● **EXERCISE**
Your answer should be the records below, written out exactly.

● **INFORMATION SUPPLIED**
- - -

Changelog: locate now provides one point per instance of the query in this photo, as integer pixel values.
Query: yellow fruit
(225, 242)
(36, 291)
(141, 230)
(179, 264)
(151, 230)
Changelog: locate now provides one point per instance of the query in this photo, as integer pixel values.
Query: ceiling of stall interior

- - -

● **YOUR SOLUTION**
Changelog: locate now provides one point per instance of the query in this photo, as integer pixel values.
Query: yellow fruit
(225, 242)
(36, 291)
(141, 230)
(179, 264)
(151, 230)
Changelog: locate now provides one point per instance of the query in this photo, as integer pixel values.
Query: ceiling of stall interior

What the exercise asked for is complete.